**The exercise**:
Rewrite the listing with every "goggle lens" renamed to "eyewear lens", keeping all other text the same.

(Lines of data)
--------------------------------------------------
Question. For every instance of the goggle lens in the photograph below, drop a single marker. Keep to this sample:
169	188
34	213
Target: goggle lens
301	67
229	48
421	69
--------------------------------------------------
**Answer**:
Question. For every instance of the eyewear lens in the photograph below, drop a single marker. Keep to this sample:
169	188
34	213
Target: eyewear lens
301	67
229	48
421	69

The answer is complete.